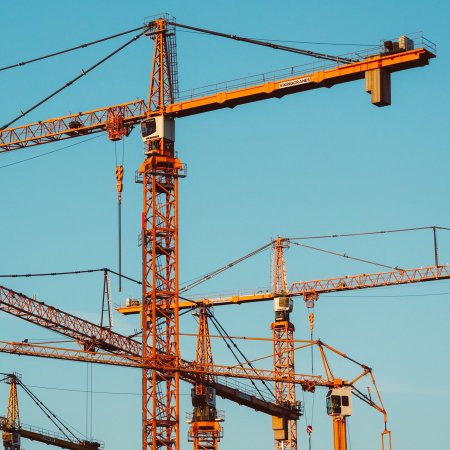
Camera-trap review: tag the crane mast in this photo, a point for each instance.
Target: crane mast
(160, 172)
(285, 431)
(205, 431)
(11, 423)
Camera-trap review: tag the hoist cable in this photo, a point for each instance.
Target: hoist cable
(344, 255)
(237, 359)
(83, 73)
(217, 326)
(336, 59)
(48, 153)
(40, 58)
(73, 272)
(326, 236)
(218, 271)
(50, 414)
(300, 42)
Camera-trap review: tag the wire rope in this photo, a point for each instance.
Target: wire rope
(69, 83)
(61, 52)
(219, 327)
(344, 255)
(49, 153)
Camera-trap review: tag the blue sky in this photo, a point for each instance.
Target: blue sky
(321, 162)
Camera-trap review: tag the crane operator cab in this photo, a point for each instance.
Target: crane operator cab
(204, 403)
(339, 401)
(282, 306)
(11, 439)
(156, 128)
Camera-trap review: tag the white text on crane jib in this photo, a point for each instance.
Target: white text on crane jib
(295, 82)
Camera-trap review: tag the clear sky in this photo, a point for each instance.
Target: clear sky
(321, 162)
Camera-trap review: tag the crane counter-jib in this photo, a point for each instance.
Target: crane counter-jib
(84, 123)
(327, 285)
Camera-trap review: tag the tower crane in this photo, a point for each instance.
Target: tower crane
(160, 172)
(13, 430)
(205, 430)
(285, 431)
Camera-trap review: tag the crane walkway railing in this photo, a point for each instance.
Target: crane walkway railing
(420, 41)
(51, 436)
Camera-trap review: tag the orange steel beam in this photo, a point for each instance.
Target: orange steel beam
(225, 389)
(339, 433)
(72, 125)
(305, 82)
(94, 338)
(160, 324)
(89, 335)
(283, 350)
(48, 437)
(364, 281)
(324, 286)
(68, 354)
(94, 121)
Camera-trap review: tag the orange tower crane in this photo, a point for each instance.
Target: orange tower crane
(285, 431)
(205, 430)
(13, 430)
(11, 422)
(159, 174)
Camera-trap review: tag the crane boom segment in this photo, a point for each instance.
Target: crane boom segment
(69, 126)
(49, 438)
(324, 286)
(125, 351)
(224, 387)
(80, 124)
(380, 279)
(89, 335)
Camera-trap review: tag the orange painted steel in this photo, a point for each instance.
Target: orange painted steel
(95, 121)
(339, 433)
(205, 430)
(95, 341)
(327, 285)
(160, 328)
(160, 172)
(283, 352)
(70, 126)
(305, 82)
(69, 354)
(364, 281)
(11, 423)
(87, 334)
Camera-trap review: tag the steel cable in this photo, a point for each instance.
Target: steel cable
(83, 73)
(40, 58)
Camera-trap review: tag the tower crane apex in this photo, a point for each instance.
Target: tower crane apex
(160, 172)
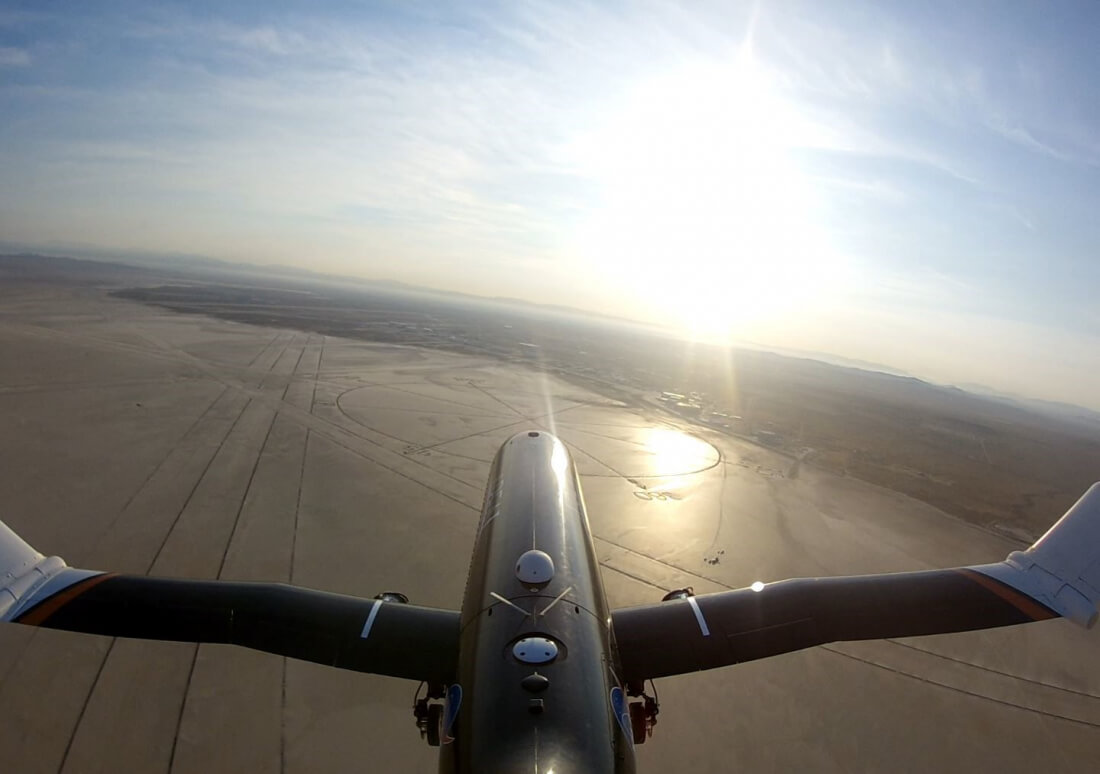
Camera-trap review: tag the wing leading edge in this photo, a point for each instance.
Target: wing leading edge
(371, 636)
(1059, 575)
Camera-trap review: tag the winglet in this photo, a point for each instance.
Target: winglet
(26, 577)
(1062, 570)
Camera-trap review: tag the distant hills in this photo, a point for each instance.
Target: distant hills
(96, 264)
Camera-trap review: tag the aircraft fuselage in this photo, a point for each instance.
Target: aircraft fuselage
(510, 712)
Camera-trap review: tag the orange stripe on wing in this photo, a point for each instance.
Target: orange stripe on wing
(39, 614)
(1020, 600)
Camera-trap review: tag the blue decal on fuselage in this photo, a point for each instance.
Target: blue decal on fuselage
(451, 711)
(622, 712)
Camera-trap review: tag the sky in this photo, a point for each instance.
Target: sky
(913, 185)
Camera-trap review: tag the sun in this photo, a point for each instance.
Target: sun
(704, 218)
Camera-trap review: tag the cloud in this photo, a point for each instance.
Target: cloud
(13, 57)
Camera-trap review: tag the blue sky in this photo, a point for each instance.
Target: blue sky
(908, 184)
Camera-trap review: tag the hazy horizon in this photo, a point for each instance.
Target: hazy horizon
(912, 187)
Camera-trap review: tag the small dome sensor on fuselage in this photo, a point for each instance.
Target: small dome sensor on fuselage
(535, 567)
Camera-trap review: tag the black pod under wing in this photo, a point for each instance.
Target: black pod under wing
(385, 638)
(1059, 575)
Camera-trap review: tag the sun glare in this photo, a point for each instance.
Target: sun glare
(705, 219)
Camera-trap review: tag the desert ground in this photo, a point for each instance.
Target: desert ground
(144, 441)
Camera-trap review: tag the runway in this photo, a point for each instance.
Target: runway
(142, 441)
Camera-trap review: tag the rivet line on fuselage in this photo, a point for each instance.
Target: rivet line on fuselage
(370, 619)
(699, 617)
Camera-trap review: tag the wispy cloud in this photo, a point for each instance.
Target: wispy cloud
(13, 57)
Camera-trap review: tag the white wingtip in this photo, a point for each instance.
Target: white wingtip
(1062, 570)
(26, 576)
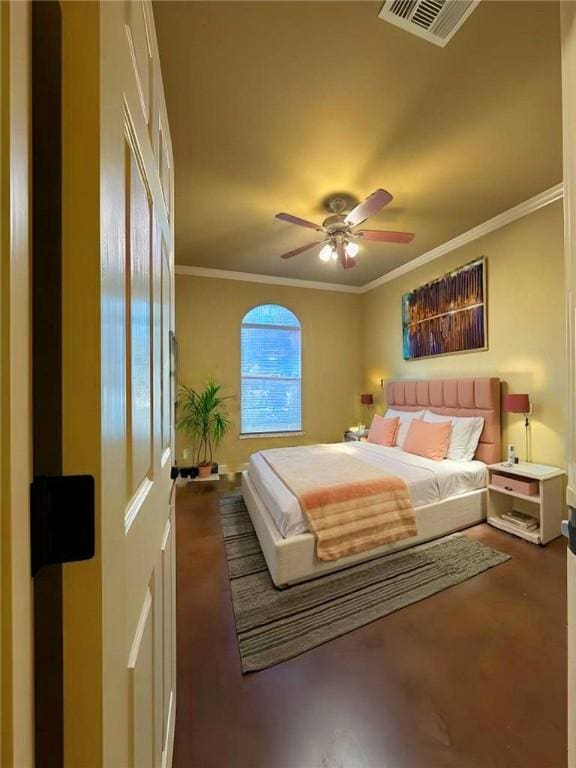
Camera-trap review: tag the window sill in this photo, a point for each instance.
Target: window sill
(258, 435)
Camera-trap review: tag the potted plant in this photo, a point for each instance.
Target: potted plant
(204, 419)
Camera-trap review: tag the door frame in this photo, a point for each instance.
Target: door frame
(16, 640)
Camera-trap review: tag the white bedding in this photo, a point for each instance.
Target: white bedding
(428, 481)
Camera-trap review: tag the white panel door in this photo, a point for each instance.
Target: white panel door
(118, 286)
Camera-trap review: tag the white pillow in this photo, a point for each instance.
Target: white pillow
(404, 425)
(466, 431)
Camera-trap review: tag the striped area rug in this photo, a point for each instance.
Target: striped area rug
(274, 625)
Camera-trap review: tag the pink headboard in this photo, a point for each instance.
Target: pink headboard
(455, 397)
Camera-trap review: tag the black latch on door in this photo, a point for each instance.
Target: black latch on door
(61, 520)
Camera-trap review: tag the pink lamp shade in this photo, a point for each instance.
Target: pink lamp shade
(516, 404)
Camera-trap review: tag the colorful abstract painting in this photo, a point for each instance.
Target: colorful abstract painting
(447, 315)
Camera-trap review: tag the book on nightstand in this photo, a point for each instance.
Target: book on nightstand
(520, 520)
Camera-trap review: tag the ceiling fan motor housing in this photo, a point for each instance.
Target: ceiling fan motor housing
(336, 223)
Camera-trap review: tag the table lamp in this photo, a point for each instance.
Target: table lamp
(519, 404)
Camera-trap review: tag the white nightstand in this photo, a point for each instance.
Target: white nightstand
(355, 436)
(534, 489)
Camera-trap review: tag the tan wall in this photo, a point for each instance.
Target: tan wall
(208, 316)
(526, 334)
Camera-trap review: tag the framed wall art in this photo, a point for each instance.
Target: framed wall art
(447, 315)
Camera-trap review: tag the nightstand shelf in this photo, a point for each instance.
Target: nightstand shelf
(545, 505)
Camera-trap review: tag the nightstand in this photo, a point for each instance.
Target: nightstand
(350, 437)
(533, 489)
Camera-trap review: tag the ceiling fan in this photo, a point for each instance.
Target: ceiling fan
(339, 243)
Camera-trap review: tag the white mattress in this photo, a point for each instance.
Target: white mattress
(428, 481)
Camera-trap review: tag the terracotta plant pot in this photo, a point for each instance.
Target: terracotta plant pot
(204, 470)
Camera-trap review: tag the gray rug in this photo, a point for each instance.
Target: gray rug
(274, 625)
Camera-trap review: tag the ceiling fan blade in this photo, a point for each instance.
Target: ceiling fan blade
(373, 203)
(296, 220)
(302, 248)
(381, 236)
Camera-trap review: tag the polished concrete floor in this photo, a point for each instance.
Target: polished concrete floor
(474, 677)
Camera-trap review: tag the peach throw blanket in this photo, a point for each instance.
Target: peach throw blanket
(350, 505)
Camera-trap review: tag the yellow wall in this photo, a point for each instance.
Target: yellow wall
(208, 316)
(350, 342)
(525, 327)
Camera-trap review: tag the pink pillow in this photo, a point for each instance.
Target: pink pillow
(383, 431)
(428, 439)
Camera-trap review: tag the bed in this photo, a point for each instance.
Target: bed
(447, 496)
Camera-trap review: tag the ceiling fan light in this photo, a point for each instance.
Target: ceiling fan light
(351, 249)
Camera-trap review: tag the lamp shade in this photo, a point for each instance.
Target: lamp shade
(516, 404)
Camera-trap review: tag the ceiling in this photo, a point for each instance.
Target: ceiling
(274, 105)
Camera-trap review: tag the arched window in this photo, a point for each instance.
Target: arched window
(271, 383)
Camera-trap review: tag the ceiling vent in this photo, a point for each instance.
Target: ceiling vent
(435, 20)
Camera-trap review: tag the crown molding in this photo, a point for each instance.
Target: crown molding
(251, 277)
(512, 214)
(507, 217)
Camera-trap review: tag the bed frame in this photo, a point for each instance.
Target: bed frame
(293, 560)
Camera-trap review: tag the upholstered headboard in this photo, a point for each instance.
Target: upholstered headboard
(455, 397)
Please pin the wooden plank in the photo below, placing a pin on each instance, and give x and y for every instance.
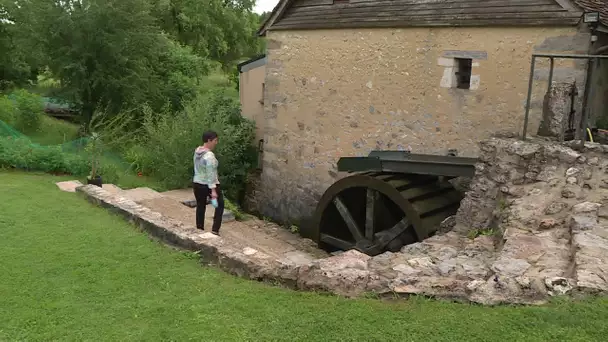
(339, 243)
(369, 8)
(431, 22)
(461, 13)
(437, 19)
(370, 213)
(304, 3)
(348, 219)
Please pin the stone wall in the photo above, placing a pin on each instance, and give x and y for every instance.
(334, 93)
(547, 206)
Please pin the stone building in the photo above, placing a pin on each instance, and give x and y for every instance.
(252, 73)
(344, 77)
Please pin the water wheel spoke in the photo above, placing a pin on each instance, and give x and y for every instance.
(370, 213)
(385, 237)
(336, 242)
(353, 227)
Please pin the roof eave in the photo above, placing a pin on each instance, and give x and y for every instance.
(276, 13)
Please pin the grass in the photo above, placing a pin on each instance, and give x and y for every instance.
(72, 271)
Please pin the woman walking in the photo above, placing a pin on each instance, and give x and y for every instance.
(206, 182)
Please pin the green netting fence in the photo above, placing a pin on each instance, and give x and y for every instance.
(17, 150)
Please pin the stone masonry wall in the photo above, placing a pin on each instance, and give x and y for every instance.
(547, 205)
(334, 93)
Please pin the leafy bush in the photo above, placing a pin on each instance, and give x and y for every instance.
(30, 108)
(22, 154)
(169, 139)
(8, 110)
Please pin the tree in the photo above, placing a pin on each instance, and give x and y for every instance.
(110, 54)
(221, 30)
(14, 67)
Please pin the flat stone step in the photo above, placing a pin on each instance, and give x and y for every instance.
(68, 186)
(141, 194)
(186, 197)
(113, 189)
(170, 207)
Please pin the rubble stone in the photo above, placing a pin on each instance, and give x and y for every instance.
(538, 215)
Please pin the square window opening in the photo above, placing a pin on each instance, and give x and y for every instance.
(463, 73)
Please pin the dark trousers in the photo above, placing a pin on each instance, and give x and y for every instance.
(202, 193)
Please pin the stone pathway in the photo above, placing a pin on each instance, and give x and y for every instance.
(252, 235)
(538, 211)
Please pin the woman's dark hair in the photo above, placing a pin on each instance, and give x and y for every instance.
(208, 136)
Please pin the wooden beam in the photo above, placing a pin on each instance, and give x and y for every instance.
(370, 213)
(348, 219)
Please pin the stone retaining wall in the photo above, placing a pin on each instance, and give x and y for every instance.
(545, 203)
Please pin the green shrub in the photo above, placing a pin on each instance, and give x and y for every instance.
(22, 154)
(30, 110)
(167, 145)
(8, 110)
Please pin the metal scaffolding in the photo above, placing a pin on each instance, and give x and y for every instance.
(581, 125)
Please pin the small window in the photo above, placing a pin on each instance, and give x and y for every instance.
(463, 72)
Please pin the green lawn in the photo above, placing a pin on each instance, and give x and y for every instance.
(72, 271)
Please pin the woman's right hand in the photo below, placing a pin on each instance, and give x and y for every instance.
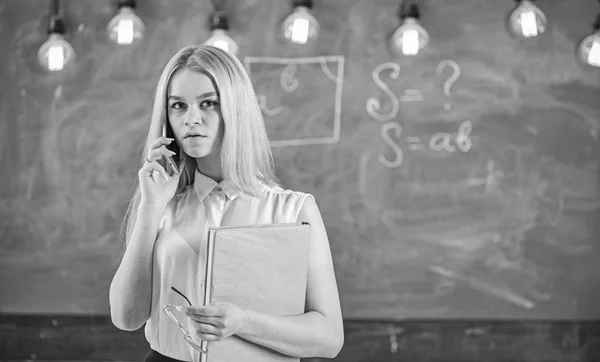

__EXERCISE__
Locate every line of the material above that contains the word "glare", and copy each such line. Case counts.

__EXERCISE ANSWER__
Camera-trap review: tag the sun glare in this photo, a point for each instance.
Target: sun glare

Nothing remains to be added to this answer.